> _WORK ITEM_
Transcribe exactly the line that contains "If you could pick out the standing" and every line after it through the end of the records, with nothing else.

[Opening INFORMATION section]

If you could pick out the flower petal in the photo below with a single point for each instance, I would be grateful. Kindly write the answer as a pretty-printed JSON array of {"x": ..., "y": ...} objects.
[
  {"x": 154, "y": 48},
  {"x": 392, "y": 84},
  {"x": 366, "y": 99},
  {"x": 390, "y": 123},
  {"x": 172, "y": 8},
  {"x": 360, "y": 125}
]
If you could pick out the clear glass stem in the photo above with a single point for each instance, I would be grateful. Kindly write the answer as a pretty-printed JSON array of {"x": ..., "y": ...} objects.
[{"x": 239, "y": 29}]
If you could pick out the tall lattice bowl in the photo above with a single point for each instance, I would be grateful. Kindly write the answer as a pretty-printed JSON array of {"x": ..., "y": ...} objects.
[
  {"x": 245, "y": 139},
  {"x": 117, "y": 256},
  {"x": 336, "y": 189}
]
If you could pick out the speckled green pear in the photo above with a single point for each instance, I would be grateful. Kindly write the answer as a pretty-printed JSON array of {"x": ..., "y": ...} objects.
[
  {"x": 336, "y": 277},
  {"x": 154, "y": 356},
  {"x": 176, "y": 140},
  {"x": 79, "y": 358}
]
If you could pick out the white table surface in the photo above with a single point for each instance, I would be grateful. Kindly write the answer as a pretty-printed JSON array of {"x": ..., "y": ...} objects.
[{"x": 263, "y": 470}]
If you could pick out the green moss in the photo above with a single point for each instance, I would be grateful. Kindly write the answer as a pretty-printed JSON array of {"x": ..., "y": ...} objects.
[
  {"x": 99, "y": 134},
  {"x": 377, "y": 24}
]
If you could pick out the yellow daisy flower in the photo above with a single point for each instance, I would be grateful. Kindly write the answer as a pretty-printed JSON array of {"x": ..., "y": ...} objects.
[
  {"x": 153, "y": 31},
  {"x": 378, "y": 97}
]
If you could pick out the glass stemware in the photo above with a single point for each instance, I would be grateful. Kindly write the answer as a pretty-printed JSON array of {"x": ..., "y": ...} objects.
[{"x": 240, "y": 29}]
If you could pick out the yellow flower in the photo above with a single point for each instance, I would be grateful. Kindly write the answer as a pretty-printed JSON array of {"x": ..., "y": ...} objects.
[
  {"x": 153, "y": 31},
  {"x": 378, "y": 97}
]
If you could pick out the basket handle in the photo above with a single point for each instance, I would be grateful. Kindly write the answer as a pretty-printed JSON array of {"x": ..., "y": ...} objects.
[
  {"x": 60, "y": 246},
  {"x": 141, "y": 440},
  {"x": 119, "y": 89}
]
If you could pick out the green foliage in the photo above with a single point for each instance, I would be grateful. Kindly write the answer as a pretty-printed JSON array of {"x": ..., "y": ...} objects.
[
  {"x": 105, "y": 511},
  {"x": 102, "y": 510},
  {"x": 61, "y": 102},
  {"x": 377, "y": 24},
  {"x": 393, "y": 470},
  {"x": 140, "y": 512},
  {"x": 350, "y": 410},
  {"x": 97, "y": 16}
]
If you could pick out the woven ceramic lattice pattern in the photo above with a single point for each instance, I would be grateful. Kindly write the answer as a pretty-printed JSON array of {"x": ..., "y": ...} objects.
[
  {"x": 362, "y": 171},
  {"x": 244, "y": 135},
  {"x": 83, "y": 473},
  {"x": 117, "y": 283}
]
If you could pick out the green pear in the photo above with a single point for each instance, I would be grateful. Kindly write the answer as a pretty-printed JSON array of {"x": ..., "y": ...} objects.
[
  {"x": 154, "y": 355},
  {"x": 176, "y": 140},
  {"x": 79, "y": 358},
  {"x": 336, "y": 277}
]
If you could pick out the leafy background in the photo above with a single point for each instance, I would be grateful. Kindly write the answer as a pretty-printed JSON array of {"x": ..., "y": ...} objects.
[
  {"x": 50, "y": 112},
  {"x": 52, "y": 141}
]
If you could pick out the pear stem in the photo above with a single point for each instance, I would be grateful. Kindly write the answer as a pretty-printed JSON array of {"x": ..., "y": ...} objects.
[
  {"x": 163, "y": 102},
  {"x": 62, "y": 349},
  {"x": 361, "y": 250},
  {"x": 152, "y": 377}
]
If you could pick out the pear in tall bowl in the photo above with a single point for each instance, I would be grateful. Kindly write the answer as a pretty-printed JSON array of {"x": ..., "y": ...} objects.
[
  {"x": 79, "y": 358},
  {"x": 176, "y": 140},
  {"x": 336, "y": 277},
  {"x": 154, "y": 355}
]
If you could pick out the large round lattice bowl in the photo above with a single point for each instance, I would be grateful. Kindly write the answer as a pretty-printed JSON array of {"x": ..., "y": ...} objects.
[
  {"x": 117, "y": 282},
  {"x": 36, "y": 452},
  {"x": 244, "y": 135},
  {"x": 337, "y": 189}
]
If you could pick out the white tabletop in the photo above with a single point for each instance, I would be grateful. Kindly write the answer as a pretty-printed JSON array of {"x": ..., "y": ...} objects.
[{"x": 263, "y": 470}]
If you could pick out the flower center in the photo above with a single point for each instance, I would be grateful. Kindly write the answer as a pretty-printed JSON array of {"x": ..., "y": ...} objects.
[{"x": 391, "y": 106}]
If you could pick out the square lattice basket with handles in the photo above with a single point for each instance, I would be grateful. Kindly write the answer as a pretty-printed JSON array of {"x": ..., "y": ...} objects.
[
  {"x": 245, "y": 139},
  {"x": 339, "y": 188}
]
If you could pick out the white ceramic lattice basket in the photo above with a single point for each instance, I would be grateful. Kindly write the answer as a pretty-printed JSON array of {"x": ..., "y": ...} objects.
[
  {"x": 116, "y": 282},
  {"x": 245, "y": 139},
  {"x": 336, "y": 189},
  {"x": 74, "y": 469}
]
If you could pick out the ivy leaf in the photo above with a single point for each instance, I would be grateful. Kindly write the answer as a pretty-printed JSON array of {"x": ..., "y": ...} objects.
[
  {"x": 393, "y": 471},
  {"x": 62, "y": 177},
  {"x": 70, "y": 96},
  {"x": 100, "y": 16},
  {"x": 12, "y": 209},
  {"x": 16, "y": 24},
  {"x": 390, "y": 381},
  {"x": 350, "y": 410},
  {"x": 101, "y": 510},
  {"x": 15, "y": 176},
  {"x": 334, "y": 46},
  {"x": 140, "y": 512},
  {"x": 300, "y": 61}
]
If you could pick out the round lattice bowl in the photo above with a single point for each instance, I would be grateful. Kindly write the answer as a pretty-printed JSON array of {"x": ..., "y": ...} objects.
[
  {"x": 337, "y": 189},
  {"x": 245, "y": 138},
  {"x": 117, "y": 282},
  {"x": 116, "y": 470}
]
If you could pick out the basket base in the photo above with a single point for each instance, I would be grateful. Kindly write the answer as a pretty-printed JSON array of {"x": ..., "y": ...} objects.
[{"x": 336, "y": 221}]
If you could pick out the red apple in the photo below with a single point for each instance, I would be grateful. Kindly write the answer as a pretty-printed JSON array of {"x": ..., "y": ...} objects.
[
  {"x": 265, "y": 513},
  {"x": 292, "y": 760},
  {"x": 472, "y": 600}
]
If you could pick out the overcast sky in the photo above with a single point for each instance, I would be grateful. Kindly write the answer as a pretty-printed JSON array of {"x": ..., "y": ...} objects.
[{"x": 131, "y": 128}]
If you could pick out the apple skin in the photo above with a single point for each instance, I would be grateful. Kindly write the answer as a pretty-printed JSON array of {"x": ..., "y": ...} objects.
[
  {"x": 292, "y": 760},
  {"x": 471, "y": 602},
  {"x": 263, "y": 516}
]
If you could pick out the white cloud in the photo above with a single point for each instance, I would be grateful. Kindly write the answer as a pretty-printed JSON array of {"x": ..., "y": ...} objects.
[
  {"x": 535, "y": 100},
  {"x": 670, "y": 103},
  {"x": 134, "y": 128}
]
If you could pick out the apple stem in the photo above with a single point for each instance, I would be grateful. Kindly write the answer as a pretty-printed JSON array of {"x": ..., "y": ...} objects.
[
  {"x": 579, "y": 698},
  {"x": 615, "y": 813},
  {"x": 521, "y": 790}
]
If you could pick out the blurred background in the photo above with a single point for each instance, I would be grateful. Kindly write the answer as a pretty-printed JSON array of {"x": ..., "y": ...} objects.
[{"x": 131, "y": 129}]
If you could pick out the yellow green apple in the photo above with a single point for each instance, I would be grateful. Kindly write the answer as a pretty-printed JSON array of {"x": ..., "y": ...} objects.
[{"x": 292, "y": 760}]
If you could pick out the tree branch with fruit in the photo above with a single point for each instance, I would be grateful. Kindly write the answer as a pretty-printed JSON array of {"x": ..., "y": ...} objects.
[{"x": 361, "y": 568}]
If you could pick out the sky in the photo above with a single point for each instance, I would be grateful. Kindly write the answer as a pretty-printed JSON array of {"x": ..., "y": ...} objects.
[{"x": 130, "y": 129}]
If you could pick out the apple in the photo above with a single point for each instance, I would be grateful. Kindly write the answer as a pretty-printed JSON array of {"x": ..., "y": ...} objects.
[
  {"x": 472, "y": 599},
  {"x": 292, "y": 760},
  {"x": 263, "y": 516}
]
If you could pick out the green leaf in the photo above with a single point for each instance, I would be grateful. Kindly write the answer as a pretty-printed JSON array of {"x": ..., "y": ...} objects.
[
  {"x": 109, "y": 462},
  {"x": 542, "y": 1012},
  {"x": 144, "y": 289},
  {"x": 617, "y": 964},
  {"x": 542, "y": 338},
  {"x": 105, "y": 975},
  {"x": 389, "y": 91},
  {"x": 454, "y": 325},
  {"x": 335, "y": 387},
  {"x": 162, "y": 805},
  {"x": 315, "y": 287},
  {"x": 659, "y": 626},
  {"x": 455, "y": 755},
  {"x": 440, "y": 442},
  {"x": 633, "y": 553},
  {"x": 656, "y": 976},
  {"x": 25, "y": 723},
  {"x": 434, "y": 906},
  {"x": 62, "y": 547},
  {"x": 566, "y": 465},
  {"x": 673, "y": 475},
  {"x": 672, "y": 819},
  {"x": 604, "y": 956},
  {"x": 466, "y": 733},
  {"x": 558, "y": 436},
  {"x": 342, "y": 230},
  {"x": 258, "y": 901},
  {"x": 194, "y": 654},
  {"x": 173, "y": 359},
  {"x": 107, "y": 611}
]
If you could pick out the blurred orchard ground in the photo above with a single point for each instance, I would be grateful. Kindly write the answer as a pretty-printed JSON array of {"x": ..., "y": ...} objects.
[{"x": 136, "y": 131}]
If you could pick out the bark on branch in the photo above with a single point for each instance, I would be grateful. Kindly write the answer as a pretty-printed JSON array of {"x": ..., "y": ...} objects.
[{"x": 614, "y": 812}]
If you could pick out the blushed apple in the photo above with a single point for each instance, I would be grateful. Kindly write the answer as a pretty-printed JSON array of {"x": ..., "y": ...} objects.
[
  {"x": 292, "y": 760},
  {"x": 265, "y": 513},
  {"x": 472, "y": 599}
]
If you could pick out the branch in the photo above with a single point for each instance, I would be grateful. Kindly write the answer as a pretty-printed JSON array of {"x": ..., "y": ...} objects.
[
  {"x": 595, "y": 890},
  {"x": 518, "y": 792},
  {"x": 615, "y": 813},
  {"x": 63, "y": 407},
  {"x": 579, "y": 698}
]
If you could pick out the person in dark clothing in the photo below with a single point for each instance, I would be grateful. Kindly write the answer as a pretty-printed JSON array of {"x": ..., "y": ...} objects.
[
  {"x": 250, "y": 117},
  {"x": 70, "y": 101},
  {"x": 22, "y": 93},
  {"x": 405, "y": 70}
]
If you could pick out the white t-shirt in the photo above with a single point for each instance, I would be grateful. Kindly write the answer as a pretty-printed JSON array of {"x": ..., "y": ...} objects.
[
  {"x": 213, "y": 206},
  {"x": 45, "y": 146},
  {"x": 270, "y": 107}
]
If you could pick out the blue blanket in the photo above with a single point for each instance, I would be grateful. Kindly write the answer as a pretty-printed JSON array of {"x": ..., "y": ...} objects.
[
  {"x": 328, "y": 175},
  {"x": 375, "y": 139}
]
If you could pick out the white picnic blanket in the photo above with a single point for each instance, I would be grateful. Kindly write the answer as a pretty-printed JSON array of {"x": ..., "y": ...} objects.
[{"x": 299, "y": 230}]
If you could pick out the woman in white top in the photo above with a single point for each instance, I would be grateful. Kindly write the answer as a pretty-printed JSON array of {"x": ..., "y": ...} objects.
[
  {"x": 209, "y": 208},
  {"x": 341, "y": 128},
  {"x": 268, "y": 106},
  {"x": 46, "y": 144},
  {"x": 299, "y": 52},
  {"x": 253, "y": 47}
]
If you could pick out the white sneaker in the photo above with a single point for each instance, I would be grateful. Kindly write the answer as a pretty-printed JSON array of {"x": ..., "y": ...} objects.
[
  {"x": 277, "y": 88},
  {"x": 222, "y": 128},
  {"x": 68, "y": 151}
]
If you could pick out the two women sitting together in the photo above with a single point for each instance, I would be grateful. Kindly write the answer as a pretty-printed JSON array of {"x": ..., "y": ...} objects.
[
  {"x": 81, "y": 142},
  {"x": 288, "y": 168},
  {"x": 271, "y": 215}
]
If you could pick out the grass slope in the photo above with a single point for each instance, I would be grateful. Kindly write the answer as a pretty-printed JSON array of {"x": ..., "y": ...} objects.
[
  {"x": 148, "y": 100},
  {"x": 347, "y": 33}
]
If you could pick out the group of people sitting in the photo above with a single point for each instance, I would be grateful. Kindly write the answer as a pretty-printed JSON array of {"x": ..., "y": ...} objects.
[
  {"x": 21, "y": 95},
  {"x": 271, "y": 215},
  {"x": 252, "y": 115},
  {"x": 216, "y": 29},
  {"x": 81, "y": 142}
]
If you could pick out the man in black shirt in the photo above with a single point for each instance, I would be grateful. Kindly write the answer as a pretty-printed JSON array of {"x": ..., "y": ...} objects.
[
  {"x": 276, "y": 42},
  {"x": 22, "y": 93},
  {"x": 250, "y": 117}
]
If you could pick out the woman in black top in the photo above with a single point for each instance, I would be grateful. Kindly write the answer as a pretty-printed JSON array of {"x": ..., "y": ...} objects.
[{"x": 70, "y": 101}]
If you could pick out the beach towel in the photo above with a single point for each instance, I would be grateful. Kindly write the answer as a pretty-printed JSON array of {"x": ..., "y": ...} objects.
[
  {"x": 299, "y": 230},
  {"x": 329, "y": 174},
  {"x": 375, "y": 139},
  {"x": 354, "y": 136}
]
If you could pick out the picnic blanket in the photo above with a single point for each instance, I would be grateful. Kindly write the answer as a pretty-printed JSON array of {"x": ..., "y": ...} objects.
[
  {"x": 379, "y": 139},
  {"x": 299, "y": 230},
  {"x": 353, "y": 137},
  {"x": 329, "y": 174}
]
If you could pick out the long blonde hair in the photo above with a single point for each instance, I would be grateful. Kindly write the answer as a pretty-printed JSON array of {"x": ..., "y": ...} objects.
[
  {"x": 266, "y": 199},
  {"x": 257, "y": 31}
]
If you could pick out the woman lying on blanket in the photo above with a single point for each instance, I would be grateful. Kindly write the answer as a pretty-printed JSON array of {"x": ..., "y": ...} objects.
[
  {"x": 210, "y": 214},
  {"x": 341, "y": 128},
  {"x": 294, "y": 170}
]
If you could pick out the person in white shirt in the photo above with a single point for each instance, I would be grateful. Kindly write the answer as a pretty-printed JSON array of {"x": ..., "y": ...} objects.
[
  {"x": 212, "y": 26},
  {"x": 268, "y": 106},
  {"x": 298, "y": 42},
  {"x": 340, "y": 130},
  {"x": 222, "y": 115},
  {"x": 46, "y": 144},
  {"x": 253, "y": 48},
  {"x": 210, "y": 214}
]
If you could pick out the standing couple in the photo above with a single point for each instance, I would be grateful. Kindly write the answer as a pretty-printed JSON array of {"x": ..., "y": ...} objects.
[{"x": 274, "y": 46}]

[Closing INFORMATION section]

> _EXPECTED ANSWER_
If you could pick out the standing couple in the photo above with a single point for each instance, I would be grateful. Kindly write the answer as a pretty-printed JSON array of {"x": ..., "y": ...} objects.
[{"x": 274, "y": 46}]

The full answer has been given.